The input Start Marker

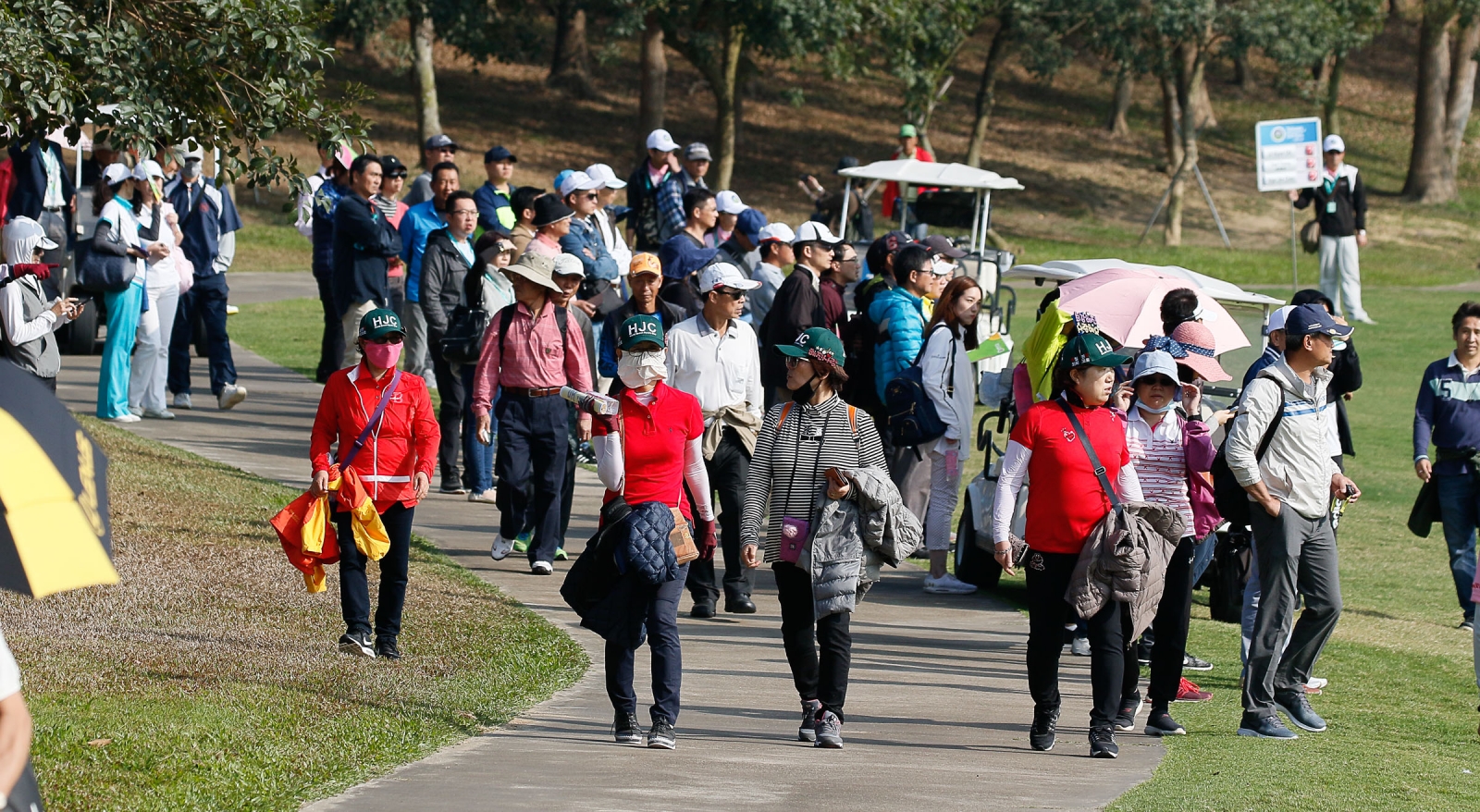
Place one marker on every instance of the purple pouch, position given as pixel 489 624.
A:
pixel 794 537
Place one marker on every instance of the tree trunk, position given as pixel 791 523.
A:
pixel 1124 84
pixel 655 80
pixel 424 34
pixel 1427 167
pixel 1332 113
pixel 988 91
pixel 570 67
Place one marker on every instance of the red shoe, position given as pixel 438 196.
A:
pixel 1189 693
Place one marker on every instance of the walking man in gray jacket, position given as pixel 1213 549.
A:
pixel 1291 486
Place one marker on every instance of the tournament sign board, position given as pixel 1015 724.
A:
pixel 1288 154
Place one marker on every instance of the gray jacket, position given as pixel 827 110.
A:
pixel 855 535
pixel 1297 468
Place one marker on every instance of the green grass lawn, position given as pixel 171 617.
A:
pixel 209 679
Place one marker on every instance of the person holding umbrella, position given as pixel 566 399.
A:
pixel 385 429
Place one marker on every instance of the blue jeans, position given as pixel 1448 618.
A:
pixel 668 658
pixel 1458 501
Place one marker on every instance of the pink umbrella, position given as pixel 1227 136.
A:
pixel 1128 305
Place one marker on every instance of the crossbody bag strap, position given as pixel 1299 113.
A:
pixel 375 419
pixel 1090 449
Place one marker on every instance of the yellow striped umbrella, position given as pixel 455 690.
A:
pixel 54 494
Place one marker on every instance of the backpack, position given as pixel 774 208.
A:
pixel 912 416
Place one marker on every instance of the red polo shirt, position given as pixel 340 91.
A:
pixel 653 453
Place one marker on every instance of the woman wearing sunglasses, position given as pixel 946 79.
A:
pixel 385 429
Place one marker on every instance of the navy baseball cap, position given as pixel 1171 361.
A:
pixel 1314 320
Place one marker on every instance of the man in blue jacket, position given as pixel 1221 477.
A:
pixel 363 243
pixel 209 222
pixel 1448 412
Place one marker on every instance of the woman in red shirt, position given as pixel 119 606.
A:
pixel 659 453
pixel 394 463
pixel 1066 505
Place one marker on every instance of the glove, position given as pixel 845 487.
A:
pixel 708 540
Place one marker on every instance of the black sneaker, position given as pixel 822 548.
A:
pixel 1297 706
pixel 357 644
pixel 807 731
pixel 1102 744
pixel 662 737
pixel 1161 723
pixel 625 730
pixel 385 648
pixel 1041 735
pixel 1129 708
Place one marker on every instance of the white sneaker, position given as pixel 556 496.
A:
pixel 947 584
pixel 231 395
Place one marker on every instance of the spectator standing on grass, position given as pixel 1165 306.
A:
pixel 364 243
pixel 444 266
pixel 646 221
pixel 1448 414
pixel 1291 486
pixel 495 199
pixel 714 357
pixel 419 222
pixel 1341 207
pixel 530 352
pixel 209 222
pixel 438 150
pixel 394 463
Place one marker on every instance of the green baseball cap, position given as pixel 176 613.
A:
pixel 638 330
pixel 379 323
pixel 819 343
pixel 1092 350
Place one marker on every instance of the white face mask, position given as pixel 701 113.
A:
pixel 641 369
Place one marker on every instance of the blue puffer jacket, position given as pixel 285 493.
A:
pixel 902 318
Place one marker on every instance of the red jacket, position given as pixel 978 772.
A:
pixel 401 446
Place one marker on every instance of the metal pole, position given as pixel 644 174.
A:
pixel 1211 207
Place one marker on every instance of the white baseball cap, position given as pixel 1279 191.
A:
pixel 811 231
pixel 603 175
pixel 724 274
pixel 577 180
pixel 659 140
pixel 777 231
pixel 729 203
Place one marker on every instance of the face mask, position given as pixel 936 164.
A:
pixel 641 369
pixel 384 355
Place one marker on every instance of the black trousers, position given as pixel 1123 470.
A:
pixel 820 651
pixel 729 471
pixel 450 414
pixel 1048 577
pixel 354 590
pixel 1169 632
pixel 332 347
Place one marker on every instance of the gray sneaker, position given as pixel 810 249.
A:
pixel 829 731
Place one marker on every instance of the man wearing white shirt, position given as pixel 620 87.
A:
pixel 714 357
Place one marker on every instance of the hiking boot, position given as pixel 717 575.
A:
pixel 1297 706
pixel 1191 663
pixel 662 735
pixel 357 644
pixel 1041 735
pixel 1264 727
pixel 1161 723
pixel 829 731
pixel 625 730
pixel 807 731
pixel 1102 744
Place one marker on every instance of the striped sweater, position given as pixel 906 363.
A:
pixel 791 461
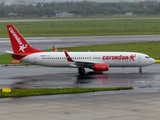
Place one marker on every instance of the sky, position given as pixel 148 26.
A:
pixel 86 0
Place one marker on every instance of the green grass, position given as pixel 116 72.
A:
pixel 85 27
pixel 150 48
pixel 54 91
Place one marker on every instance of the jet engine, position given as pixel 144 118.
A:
pixel 101 67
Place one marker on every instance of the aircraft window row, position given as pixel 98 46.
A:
pixel 65 58
pixel 146 56
pixel 96 58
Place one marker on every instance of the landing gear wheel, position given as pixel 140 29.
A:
pixel 140 70
pixel 81 71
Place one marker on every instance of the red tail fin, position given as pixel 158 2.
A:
pixel 19 44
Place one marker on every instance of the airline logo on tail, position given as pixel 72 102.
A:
pixel 21 45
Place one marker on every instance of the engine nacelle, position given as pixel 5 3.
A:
pixel 101 67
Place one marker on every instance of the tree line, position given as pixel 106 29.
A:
pixel 82 8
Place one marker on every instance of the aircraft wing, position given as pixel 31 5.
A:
pixel 12 53
pixel 83 63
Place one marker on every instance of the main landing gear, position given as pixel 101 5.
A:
pixel 81 71
pixel 140 70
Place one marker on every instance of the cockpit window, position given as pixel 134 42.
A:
pixel 146 56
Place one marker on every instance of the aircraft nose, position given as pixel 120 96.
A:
pixel 152 61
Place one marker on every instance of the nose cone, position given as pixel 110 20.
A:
pixel 152 61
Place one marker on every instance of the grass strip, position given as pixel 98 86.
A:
pixel 54 91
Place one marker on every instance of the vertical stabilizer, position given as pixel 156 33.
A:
pixel 19 44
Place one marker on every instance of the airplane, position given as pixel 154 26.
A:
pixel 55 49
pixel 97 61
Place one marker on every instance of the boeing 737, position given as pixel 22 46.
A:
pixel 97 61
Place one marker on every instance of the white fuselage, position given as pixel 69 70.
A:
pixel 113 59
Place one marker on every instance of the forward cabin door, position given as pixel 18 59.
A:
pixel 35 59
pixel 139 58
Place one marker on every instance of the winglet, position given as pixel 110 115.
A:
pixel 68 57
pixel 55 49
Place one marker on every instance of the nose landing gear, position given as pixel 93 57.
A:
pixel 140 70
pixel 81 71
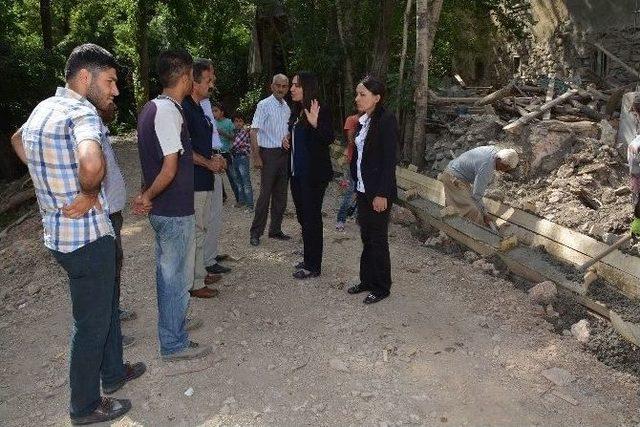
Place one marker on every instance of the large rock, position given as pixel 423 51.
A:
pixel 558 376
pixel 629 122
pixel 543 293
pixel 581 331
pixel 550 141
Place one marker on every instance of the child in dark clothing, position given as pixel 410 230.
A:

The input End Marker

### Your instructions
What is needed here is an exact copy of all the entries, without the pictures.

### Exercise answer
Place one marker on every instance of the purple pouch, position given as pixel 489 624.
A:
pixel 794 537
Place one marker on every instance of the tree trunk, position given as pixel 791 523.
A:
pixel 1124 84
pixel 655 80
pixel 424 34
pixel 1427 167
pixel 1332 113
pixel 988 91
pixel 570 67
Place one marker on every instance of the red shoe, position given as pixel 438 196.
A:
pixel 1189 693
Place one marker on every instance of the walking man in gray jacket, position given as pixel 1213 549.
A:
pixel 1291 486
Place one marker on every instance of the tournament sign board, position given as pixel 1015 724.
A:
pixel 1288 154
Place one marker on every instance of the gray jacket, position given as pixel 827 110.
A:
pixel 855 535
pixel 1297 468
Place one marker on every instance of the green grass lawn, position given as pixel 171 617.
A:
pixel 209 679
Place one marker on every instance of the person holding umbrella, position given as pixel 566 399.
A:
pixel 385 429
Place one marker on every instance of the blue jeans, position given as pixel 1448 618.
A:
pixel 668 658
pixel 1458 501
Place one marker on every instance of the pink umbrella, position given as pixel 1227 136.
A:
pixel 1128 305
Place one marker on every instance of the crossbody bag strap, position given as pixel 1299 113.
A:
pixel 375 419
pixel 1090 449
Place one marker on every instance of the yellow striped umbrella, position given as pixel 455 690.
A:
pixel 54 494
Place one marker on every instance of the backpack, position given as pixel 774 208.
A:
pixel 912 416
Place one marker on every instance of the red polo shirt, position given as pixel 340 91.
A:
pixel 653 453
Place one marker on every instance of the woman wearing sunglasses, position given as pixel 946 79.
A:
pixel 385 429
Place one marker on every instance of the navy baseball cap, position given as pixel 1171 361.
A:
pixel 1314 320
Place one marker on every instance of the man in blue jacket, position given as pixel 1221 477.
A:
pixel 363 243
pixel 209 222
pixel 1448 412
Place one marker on every instance of the woman in red shirt, position given as pixel 119 606.
A:
pixel 659 453
pixel 394 463
pixel 1066 505
Place one marker on every instance of the glove, position given as pixel 845 487.
A:
pixel 708 540
Place one marker on every instance of the black sneaker, position given as pixel 822 548.
A:
pixel 1297 706
pixel 357 644
pixel 807 731
pixel 1102 744
pixel 662 737
pixel 1161 723
pixel 625 730
pixel 385 648
pixel 1041 735
pixel 1129 708
Place one marker on every instance of the white sneaker, position given as pixel 556 496.
A:
pixel 947 584
pixel 231 395
Place one marker on every instance of the spectator standing on grass, position given as pixel 1165 306.
A:
pixel 364 243
pixel 444 266
pixel 646 221
pixel 1448 414
pixel 1291 486
pixel 495 199
pixel 714 357
pixel 419 222
pixel 1341 207
pixel 530 352
pixel 209 222
pixel 438 150
pixel 394 463
Place one marker on every instance of the green baseball cap, position given as pixel 176 613.
A:
pixel 638 330
pixel 379 323
pixel 819 343
pixel 1092 350
Place one marker on every instance of the white face mask, position given as pixel 701 113.
A:
pixel 641 369
Place one marker on every instance of the blue puffer jacket, position given as pixel 285 493.
A:
pixel 902 318
Place one marker on every instance of the red jacket, position given as pixel 978 772.
A:
pixel 401 446
Place one marker on every instance of the metal pole, position given as pixel 644 174.
A:
pixel 1211 207
Place one marker on every instance of the white baseball cap, position given as pixel 1279 191.
A:
pixel 811 231
pixel 603 175
pixel 724 274
pixel 577 180
pixel 659 140
pixel 777 231
pixel 729 203
Place one marker on every instance of the face mask, position given as pixel 936 164.
A:
pixel 641 369
pixel 384 355
Place one marker on every instance of the black trousers, position given as pixel 1123 470.
A:
pixel 820 651
pixel 729 471
pixel 450 414
pixel 1048 577
pixel 354 590
pixel 1169 632
pixel 332 347
Place one marker on every instance of the gray sneaker, position given as pixel 810 249.
A:
pixel 829 731
Place one marker on every instance of the man wearing white shirt, position given as pixel 620 87.
A:
pixel 714 357
Place one marker on every instance of the hiking boot, position given as pixel 717 575.
A:
pixel 1297 706
pixel 1191 663
pixel 662 735
pixel 357 644
pixel 1041 735
pixel 1264 727
pixel 1161 723
pixel 829 731
pixel 625 730
pixel 807 731
pixel 1102 744
Place one marker on every instance of the striped sweater, position given as pixel 906 363.
A:
pixel 791 461
Place one marker on every instance of the sky, position given as pixel 148 26.
A:
pixel 86 0
Place one marker on every instance of the green grass, position given as pixel 116 72.
A:
pixel 85 27
pixel 150 48
pixel 54 91
Place one marker on every instance of the jet engine, position given as pixel 144 118.
A:
pixel 101 67
Place one marker on every instance of the aircraft window row, position given as pixel 98 46.
A:
pixel 65 58
pixel 146 56
pixel 96 58
Place one marker on every instance of the landing gear wheel, position given as pixel 140 29.
A:
pixel 140 70
pixel 81 71
Place one marker on every instance of the red tail fin, position given as pixel 158 2.
A:
pixel 19 44
Place one marker on every instance of the airline logo on tail, position given as pixel 72 102.
A:
pixel 21 45
Place one marker on every instance of the engine nacelle, position given as pixel 5 3.
A:
pixel 101 67
Place one marker on every instance of the tree line, position given as pixel 106 29.
A:
pixel 82 8
Place one marker on every instance of the aircraft wing, position given as pixel 31 5.
A:
pixel 12 53
pixel 83 63
Place one marker on every instance of the main landing gear, position given as pixel 101 5.
A:
pixel 81 71
pixel 140 70
Place one marker on every instance of the cockpit window, position given as pixel 134 42.
A:
pixel 146 56
Place one marker on every instance of the aircraft nose, position given as pixel 120 96.
A:
pixel 152 61
Place one marker on every instance of the nose cone, position given as pixel 110 20.
A:
pixel 152 61
Place one marker on every instance of the grass strip, position given as pixel 98 86.
A:
pixel 54 91
Place one marker on every instance of the vertical stabilizer, position given as pixel 156 33.
A:
pixel 19 44
Place one marker on every instance of the airplane, position given as pixel 154 26.
A:
pixel 55 49
pixel 97 61
Place one marker on every instance of the boeing 737, position given as pixel 22 46.
A:
pixel 97 61
Place one marker on every instance of the white fuselage, position given as pixel 69 70.
A:
pixel 113 59
Place one marker on every instance of the forward cabin door, position given as pixel 18 59.
A:
pixel 35 59
pixel 139 58
Place one marker on every instance of the winglet, position given as pixel 110 115.
A:
pixel 68 57
pixel 55 49
Place one marker on every instance of the nose landing gear, position given as pixel 93 57.
A:
pixel 140 70
pixel 81 71
Place one marker on every instance of the large rock, position given as pixel 423 51.
A:
pixel 558 376
pixel 629 122
pixel 543 293
pixel 581 331
pixel 550 141
Place one marker on every instance of the child in dark clothing, position given as pixel 410 230.
A:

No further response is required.